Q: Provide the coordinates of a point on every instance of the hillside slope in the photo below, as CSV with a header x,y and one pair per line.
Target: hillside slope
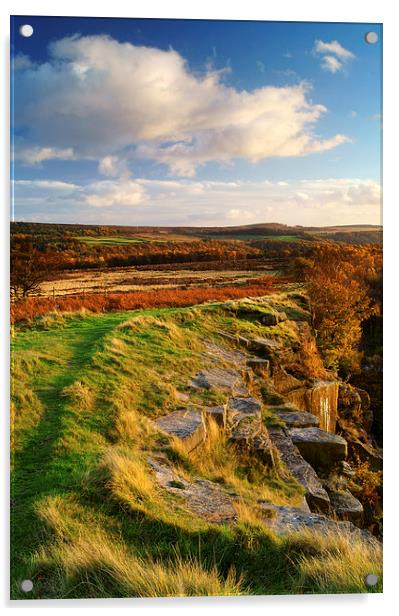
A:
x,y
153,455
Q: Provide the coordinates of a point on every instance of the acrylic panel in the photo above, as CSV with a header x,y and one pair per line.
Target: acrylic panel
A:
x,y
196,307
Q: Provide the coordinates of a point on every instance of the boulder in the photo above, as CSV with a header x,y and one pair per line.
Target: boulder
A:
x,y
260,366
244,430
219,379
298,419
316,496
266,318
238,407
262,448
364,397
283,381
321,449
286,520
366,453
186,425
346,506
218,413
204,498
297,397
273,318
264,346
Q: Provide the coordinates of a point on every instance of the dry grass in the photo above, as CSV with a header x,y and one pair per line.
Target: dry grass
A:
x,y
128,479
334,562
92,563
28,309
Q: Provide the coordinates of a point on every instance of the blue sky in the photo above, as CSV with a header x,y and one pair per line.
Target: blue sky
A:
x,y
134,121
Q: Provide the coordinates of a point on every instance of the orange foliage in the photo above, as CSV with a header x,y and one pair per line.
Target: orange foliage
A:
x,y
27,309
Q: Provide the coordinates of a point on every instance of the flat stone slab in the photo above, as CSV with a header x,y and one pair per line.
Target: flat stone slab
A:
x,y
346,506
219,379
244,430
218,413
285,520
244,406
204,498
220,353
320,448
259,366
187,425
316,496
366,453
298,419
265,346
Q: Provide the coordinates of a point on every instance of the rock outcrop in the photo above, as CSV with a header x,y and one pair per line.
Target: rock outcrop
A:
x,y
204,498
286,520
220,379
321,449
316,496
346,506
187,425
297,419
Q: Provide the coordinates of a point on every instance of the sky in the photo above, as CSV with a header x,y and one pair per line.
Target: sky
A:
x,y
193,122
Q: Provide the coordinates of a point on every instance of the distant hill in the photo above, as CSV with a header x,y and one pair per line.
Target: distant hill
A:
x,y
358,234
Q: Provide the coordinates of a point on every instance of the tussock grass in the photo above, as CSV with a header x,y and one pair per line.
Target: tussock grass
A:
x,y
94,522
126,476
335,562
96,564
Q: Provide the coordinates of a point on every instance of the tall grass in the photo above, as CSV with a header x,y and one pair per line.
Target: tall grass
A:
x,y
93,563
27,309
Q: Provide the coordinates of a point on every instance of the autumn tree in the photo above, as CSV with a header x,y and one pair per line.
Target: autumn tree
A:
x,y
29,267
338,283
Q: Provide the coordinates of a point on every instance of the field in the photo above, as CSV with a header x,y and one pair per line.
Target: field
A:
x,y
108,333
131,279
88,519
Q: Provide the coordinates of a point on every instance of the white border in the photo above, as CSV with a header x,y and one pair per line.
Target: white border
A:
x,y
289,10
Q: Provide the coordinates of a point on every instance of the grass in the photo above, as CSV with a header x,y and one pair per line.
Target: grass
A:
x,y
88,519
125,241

★ ★ ★ ★ ★

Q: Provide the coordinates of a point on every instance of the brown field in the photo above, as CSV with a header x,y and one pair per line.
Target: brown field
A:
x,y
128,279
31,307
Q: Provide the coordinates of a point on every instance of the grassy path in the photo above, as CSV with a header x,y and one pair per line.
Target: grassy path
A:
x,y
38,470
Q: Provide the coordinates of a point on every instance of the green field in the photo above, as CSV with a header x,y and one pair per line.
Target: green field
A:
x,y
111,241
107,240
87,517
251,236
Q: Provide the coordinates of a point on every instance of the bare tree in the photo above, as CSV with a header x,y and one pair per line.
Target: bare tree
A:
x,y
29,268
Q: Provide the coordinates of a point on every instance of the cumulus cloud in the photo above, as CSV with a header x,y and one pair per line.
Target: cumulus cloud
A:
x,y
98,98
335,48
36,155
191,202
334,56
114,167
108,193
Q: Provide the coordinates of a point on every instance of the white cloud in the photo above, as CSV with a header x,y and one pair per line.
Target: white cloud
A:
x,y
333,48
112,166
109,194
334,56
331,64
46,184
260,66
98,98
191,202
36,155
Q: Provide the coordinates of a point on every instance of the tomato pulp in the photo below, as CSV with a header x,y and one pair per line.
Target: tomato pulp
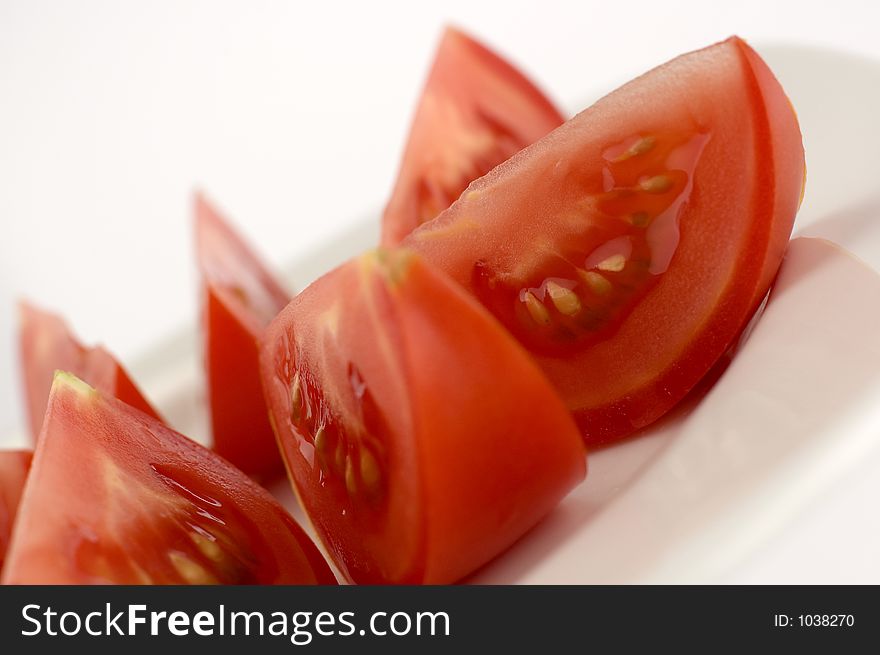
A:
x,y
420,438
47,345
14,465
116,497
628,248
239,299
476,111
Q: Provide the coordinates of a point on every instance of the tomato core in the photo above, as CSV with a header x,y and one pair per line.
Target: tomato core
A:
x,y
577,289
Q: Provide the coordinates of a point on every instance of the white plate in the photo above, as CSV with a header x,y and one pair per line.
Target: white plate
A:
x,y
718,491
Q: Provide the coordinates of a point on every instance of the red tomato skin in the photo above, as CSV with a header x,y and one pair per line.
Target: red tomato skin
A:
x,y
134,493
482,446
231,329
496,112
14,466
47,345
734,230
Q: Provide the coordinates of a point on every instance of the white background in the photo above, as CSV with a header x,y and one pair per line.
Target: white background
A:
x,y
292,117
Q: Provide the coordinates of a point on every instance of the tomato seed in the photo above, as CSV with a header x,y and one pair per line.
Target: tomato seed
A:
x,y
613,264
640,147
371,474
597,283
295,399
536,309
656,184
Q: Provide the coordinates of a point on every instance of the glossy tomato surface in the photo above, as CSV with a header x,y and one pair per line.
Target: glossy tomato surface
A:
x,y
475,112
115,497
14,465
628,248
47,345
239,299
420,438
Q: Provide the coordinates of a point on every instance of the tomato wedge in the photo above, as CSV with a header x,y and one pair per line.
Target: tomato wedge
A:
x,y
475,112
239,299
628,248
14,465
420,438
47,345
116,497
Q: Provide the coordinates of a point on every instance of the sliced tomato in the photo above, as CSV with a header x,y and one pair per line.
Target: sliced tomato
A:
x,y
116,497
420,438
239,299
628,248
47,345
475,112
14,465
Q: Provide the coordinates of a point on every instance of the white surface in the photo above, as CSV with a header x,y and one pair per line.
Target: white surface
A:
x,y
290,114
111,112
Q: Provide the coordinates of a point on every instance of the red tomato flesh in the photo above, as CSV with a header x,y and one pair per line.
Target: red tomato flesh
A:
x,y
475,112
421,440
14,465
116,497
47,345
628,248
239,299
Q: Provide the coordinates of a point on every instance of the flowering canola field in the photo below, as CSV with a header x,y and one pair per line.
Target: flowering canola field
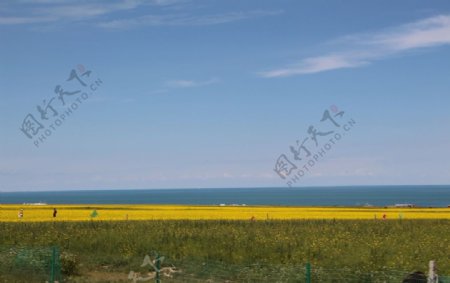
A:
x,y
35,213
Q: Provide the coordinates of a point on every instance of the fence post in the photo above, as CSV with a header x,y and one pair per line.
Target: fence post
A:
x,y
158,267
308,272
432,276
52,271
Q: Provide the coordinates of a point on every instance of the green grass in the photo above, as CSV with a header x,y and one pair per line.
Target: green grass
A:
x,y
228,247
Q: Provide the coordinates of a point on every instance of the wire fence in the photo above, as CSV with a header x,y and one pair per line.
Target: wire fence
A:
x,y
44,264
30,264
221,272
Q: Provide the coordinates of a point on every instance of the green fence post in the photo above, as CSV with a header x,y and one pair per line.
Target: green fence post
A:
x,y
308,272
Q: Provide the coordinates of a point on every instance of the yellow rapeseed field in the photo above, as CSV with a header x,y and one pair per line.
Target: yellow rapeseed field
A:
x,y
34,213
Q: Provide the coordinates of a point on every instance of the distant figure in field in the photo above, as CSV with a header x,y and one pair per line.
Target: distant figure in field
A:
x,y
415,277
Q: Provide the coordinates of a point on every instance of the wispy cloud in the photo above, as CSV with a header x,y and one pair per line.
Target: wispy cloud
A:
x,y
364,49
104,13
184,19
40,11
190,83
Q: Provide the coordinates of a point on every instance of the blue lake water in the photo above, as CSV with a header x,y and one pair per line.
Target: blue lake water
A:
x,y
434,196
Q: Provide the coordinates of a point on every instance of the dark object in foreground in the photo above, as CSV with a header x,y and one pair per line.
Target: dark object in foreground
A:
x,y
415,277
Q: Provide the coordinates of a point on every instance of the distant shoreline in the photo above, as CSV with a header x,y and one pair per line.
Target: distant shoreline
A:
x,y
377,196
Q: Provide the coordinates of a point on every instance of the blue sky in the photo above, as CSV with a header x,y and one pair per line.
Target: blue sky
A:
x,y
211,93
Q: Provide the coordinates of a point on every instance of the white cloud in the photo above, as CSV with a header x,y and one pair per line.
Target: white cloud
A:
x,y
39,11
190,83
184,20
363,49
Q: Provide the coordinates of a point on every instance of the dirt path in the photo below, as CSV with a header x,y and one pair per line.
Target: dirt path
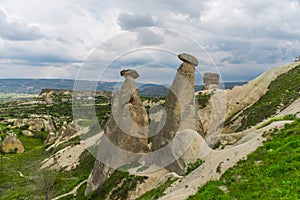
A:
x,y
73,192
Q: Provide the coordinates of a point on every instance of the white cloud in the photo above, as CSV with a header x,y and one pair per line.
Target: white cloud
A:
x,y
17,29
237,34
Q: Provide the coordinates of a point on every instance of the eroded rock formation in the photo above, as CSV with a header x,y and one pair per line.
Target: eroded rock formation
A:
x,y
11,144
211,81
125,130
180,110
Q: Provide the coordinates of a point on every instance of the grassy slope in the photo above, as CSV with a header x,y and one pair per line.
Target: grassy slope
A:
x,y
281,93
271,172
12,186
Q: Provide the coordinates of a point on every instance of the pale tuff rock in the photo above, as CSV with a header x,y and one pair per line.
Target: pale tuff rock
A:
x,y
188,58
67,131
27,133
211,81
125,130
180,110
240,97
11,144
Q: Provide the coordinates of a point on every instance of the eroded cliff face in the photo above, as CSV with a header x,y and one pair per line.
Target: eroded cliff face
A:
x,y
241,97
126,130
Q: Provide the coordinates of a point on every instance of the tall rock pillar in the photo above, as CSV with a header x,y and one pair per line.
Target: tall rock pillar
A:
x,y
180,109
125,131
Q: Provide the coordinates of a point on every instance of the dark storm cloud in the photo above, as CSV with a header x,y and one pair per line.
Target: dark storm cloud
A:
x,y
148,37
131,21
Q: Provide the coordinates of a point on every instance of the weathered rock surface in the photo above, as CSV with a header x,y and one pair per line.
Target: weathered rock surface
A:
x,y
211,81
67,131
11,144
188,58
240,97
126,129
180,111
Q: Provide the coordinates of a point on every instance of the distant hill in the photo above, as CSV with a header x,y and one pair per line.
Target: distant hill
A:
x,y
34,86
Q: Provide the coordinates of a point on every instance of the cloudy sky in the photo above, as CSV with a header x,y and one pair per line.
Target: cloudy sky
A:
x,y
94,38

★ ★ ★ ★ ★

Identify every line in the two blocks above that contains the word "orange", and copy each of those lines.

Q: Provide the coordinates of a point on every instance of the orange foliage in the photo above, as CSV with a header x,y and one pair per line.
Target: orange foliage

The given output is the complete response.